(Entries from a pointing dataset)
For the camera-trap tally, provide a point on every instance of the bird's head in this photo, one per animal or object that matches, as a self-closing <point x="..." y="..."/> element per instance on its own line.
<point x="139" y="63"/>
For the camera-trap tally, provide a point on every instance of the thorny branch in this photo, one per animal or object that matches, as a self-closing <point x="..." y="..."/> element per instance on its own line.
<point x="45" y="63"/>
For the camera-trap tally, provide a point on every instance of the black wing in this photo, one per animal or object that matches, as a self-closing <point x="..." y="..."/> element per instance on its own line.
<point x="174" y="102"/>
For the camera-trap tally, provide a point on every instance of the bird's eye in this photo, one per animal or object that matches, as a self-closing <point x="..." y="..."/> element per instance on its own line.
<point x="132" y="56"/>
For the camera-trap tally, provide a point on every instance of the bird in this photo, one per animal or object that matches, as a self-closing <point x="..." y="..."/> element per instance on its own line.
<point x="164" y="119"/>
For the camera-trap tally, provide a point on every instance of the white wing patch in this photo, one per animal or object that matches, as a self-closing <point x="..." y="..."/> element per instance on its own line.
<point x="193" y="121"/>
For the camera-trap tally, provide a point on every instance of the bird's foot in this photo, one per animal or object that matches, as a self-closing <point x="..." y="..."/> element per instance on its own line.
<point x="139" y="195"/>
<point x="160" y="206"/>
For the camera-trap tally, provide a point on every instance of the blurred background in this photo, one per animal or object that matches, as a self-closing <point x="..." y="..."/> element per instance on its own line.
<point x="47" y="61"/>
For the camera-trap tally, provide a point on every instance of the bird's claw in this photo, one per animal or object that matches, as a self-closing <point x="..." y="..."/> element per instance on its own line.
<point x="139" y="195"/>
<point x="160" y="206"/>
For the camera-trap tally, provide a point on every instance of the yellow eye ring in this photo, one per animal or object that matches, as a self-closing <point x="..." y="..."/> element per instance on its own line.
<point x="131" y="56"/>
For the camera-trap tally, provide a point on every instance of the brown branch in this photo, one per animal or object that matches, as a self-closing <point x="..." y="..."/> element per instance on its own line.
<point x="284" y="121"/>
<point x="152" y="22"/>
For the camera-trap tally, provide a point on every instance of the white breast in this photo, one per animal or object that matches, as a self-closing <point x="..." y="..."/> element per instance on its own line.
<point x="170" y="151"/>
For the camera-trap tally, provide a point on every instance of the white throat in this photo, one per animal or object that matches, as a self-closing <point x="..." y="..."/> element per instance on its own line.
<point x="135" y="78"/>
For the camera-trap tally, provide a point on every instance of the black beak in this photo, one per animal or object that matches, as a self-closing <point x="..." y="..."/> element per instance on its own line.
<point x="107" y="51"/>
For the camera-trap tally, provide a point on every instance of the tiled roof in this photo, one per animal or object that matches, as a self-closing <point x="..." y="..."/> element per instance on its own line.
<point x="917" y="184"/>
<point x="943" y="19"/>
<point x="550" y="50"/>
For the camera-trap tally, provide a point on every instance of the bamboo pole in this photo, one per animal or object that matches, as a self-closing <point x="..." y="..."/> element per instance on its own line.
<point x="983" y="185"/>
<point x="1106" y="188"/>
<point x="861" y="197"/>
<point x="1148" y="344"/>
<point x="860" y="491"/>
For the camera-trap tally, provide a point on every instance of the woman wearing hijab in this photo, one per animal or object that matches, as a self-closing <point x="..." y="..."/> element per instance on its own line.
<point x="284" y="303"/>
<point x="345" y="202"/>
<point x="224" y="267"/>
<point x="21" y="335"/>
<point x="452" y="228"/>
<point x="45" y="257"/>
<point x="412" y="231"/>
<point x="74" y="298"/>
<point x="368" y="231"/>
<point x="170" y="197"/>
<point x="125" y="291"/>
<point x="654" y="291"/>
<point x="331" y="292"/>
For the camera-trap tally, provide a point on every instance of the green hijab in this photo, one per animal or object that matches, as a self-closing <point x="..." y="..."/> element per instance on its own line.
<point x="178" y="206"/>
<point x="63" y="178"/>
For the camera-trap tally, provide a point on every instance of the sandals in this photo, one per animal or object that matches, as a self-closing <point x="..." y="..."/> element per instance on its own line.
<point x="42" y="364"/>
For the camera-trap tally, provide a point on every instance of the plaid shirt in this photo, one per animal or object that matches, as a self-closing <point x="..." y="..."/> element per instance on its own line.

Set exercise:
Reproduce only the lines between the line containing "of the green" and the last line of the records, those two lines included, exactly.

Worked answer:
For the camera-trap tally, provide a point on every instance of the green hijab in this photo, one per animal or object that matches, as a self-closing <point x="..." y="..."/> element per instance on its own line.
<point x="178" y="206"/>
<point x="63" y="178"/>
For the camera-trap tally, provide a point on every instance of the sandals in this photo, one per animal or object that matches, as a self-closing <point x="..." y="..."/> element per instance on its own line.
<point x="42" y="364"/>
For the camera-trap tally, provide a point on every instance of the plaid shirt in this photo, one per animal or object that matches, as a self-closing <point x="..." y="..."/> element per instance on its own line.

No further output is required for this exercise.